EXERCISE AIM: Your job is to restate each entry word for word.

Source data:
-----
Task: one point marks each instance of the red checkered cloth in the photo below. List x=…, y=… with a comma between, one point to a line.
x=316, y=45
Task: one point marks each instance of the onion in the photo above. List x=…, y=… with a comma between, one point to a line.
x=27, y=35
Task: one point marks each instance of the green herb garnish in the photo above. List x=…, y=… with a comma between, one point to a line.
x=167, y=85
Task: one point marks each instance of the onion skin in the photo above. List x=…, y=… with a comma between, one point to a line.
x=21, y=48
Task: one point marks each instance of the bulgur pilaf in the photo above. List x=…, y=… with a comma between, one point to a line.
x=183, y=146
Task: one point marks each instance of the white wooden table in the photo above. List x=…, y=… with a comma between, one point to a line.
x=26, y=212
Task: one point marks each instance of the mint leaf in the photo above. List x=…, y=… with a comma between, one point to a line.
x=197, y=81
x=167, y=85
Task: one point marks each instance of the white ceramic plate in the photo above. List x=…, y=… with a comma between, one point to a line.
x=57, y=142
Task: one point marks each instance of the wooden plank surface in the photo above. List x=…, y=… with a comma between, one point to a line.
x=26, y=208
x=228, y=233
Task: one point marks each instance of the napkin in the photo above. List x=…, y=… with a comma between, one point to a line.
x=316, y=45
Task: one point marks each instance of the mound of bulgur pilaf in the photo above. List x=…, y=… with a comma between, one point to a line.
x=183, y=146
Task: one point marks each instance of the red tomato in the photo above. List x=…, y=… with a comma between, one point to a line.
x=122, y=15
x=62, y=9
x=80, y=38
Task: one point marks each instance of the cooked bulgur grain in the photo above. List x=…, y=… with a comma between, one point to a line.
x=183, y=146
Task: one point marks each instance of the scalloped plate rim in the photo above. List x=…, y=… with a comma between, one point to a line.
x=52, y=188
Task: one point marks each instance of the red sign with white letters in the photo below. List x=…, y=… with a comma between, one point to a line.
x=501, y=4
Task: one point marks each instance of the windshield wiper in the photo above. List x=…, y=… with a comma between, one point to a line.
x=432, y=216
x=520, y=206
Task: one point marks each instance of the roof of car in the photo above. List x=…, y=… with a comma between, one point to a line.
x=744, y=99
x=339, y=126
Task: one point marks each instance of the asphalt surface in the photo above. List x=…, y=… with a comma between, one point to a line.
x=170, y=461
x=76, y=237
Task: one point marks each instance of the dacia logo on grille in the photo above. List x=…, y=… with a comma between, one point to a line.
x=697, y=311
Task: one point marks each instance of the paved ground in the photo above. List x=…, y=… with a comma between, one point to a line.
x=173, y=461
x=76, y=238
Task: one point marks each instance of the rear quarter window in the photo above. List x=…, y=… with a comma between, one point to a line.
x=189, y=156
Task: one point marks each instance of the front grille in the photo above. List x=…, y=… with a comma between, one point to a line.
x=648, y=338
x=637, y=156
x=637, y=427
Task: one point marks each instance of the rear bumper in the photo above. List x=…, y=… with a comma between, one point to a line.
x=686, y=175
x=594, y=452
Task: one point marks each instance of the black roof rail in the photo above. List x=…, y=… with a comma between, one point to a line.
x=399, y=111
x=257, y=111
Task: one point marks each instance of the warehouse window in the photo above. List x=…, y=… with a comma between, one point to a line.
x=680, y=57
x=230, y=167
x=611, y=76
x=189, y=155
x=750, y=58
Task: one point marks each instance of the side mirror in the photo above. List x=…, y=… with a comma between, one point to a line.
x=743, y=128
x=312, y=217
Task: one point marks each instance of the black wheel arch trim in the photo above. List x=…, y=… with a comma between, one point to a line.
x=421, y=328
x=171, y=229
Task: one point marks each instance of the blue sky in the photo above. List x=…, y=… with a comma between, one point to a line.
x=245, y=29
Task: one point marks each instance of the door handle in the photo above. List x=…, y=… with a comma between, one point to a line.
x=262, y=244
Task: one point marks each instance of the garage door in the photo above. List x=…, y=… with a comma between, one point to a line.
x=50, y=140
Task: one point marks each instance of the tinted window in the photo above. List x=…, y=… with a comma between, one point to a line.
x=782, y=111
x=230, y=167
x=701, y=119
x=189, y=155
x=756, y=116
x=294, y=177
-----
RESPONSE:
Task: one point marks each instance of the red checkered cloth in the photo below. List x=…, y=… with a comma between, one point to a line.
x=316, y=45
Task: one point marks each instance of the onion in the photo above. List x=…, y=… with a comma between, one point to a line.
x=27, y=35
Task: one point marks each instance of the green herb garnish in the photo above. List x=…, y=… with a comma between, one point to a line.
x=167, y=85
Task: one point marks each instance of the onion skin in the photo above. List x=…, y=… with a comma between, one point to a line.
x=21, y=48
Task: one point marks each instance of the bulgur pilaf in the photo above. List x=…, y=… with a comma between, one point to a line.
x=183, y=146
Task: one point marks each instance of the white wooden table in the photo above. List x=…, y=… with a comma between, one point to a line.
x=26, y=212
Task: one point marks each instance of the mint leaf in the photo above. List x=…, y=… with a comma between, one point to a line.
x=197, y=81
x=167, y=85
Task: one point marks each instance of the white ceramic plate in the photo above. List x=…, y=… with a comma between, one point to a line.
x=57, y=142
Task: one point marks each instance of the wooden plank surface in the photo above. List x=…, y=… with a comma between, one point to a line.
x=26, y=208
x=228, y=233
Task: one point marks each instance of the napkin in the photo above. List x=…, y=… with a comma between, one point to a line.
x=316, y=45
Task: one point marks each instance of the mound of bulgur pilaf in the photo above. List x=…, y=… with a comma between, one point to a line.
x=183, y=146
Task: one point marks each instance of the red tomato in the photo above. List x=…, y=… with a comma between, one point to a line.
x=122, y=15
x=62, y=9
x=80, y=38
Task: one point marks each instance of the cooked bulgur grain in the photo above. List x=…, y=… with a comma between, one point to a line.
x=183, y=146
Task: one point marks each instance of the scalloped plate rim in the photo above. List x=…, y=… with a comma between, one point to a line.
x=52, y=188
Task: one point marks each instance of the red sign with white letters in the photo below. List x=…, y=… with a comma between, one point to a line.
x=501, y=4
Task: one point marks each instance of the windshield wiper in the photo above. List x=…, y=… with a comma between, one point to a line.
x=432, y=216
x=520, y=206
Task: one point marks each instance of the roof of car in the photo above. List x=…, y=… with a comma between, one point to a line.
x=744, y=99
x=339, y=126
Task: one point marks each instance of the asphalt surface in the photo above. List x=…, y=… with a comma between, one point to a line.
x=170, y=461
x=76, y=237
Task: one point marks each instance of the dacia logo on grille in the photo above. List x=…, y=… with a comma between, one point to a line.
x=697, y=311
Task: one point marks each instance of the paved ground in the photo above. List x=…, y=… with a comma between, one point to a line.
x=173, y=461
x=76, y=238
Task: one point marks each instance of the rear quarter window in the photo above. List x=…, y=… with a comma between, one point to a line.
x=189, y=156
Task: one point marks each instance of the front grille in the photo above. List x=…, y=… with a comma between, one point to a line.
x=648, y=338
x=637, y=156
x=637, y=427
Task: one point marks each instance of the rear bumper in the photo above. List x=…, y=… with a comma between, one point to a line.
x=686, y=175
x=594, y=452
Task: one point marks each instance of the black roof rail in the photo above. List x=…, y=… with a comma between, one point to a line.
x=399, y=111
x=257, y=111
Task: one point marks each instance of the warehouse window in the photo above. List x=…, y=… with a comma between, one point to a line.
x=680, y=57
x=230, y=167
x=611, y=76
x=189, y=155
x=750, y=58
Task: one point marks each instance of the side mirror in the photo above. List x=…, y=… with a comma between, one point to a line.
x=743, y=128
x=312, y=217
Task: one point marks each instance of the black wheel arch trim in the photo above. List x=…, y=… with a comma between, one point to a line.
x=421, y=328
x=171, y=229
Task: one point marks each instance of the blue sky in the photo above. List x=…, y=… with a comma between, one point to a line.
x=245, y=29
Task: one point marks each instance of the door handle in the photo above. List x=…, y=… with a comma between, one point to a line.
x=262, y=244
Task: one point marks each instance of the garage door in the photo above. List x=…, y=… with a comma between, one point to a line.
x=50, y=140
Task: one point marks each instance of the tinted window in the photo above. List x=…, y=… with a comma between, one point to a line.
x=782, y=111
x=230, y=167
x=701, y=119
x=189, y=155
x=756, y=116
x=294, y=177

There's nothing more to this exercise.